■ Problem requirements: Every record should be copied exactly, except that pictures are to be omitted.

A block of data
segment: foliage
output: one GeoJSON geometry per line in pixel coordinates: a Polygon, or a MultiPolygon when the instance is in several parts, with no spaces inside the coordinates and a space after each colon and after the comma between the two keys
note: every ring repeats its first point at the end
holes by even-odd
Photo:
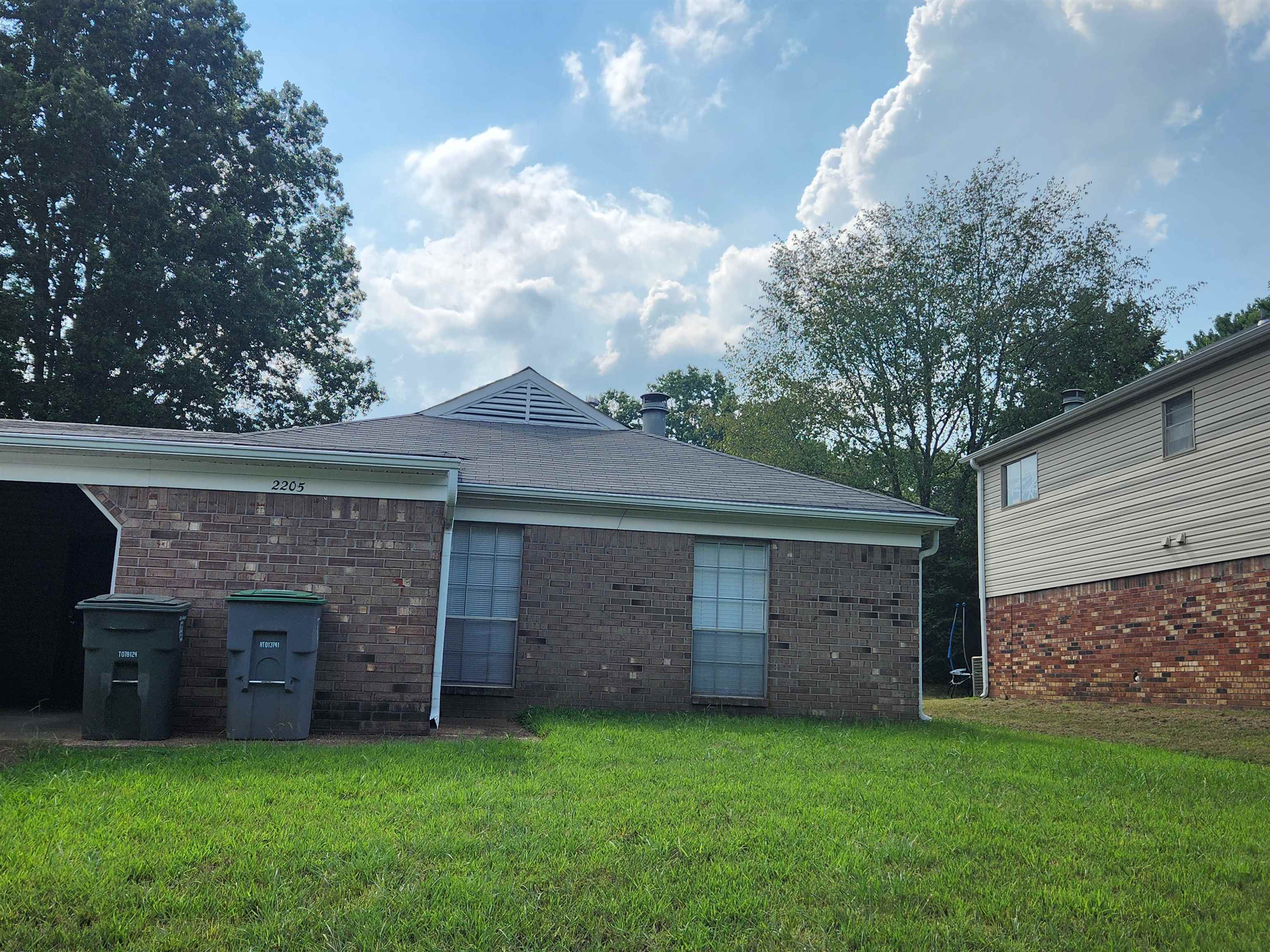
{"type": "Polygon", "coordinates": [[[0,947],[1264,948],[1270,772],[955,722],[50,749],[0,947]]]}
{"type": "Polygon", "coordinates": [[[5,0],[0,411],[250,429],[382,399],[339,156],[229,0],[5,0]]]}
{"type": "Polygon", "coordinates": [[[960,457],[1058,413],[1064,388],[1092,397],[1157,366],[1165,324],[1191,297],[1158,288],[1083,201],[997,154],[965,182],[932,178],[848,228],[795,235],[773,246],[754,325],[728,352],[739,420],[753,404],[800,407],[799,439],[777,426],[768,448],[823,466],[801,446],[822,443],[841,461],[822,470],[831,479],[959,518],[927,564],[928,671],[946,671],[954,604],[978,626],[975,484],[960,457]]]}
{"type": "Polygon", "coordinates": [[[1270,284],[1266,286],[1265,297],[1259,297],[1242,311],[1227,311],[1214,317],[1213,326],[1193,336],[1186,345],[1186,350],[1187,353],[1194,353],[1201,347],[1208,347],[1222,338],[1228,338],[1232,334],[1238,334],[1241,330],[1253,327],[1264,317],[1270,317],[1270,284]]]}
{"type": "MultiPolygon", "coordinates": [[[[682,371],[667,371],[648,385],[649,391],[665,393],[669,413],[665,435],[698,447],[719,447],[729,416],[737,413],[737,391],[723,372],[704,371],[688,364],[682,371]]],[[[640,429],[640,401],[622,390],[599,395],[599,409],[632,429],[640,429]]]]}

■ Finished task:
segment: foliage
output: one GeoJSON geometry per line in pixel coordinates: a Polygon, or a MultiPolygon when the instance is in several parts, with no spaces inside the coordinates and a space after each colon and after the comma between the two keys
note: every ring repeats its first point at the end
holes by even-odd
Photo:
{"type": "Polygon", "coordinates": [[[0,947],[1264,948],[1270,772],[955,722],[50,749],[0,947]]]}
{"type": "Polygon", "coordinates": [[[5,0],[0,411],[250,429],[382,399],[339,156],[229,0],[5,0]]]}
{"type": "Polygon", "coordinates": [[[960,457],[1058,413],[1064,388],[1092,397],[1157,366],[1165,324],[1191,297],[1158,288],[1083,201],[997,154],[965,182],[932,178],[848,228],[795,235],[773,246],[754,325],[728,352],[739,420],[753,404],[800,407],[799,439],[777,426],[768,448],[823,466],[801,446],[822,443],[841,461],[822,470],[831,479],[959,518],[927,564],[928,671],[946,671],[954,604],[978,626],[975,484],[960,457]]]}
{"type": "Polygon", "coordinates": [[[1270,284],[1266,286],[1265,297],[1259,297],[1242,311],[1227,311],[1214,317],[1213,326],[1193,336],[1186,345],[1186,350],[1187,353],[1194,353],[1201,347],[1208,347],[1222,338],[1228,338],[1232,334],[1238,334],[1241,330],[1253,327],[1264,317],[1270,317],[1270,284]]]}
{"type": "MultiPolygon", "coordinates": [[[[682,371],[667,371],[648,385],[649,391],[665,393],[669,413],[665,435],[698,447],[719,447],[729,416],[737,413],[737,391],[723,372],[704,371],[688,364],[682,371]]],[[[640,429],[640,401],[622,390],[599,395],[599,409],[632,429],[640,429]]]]}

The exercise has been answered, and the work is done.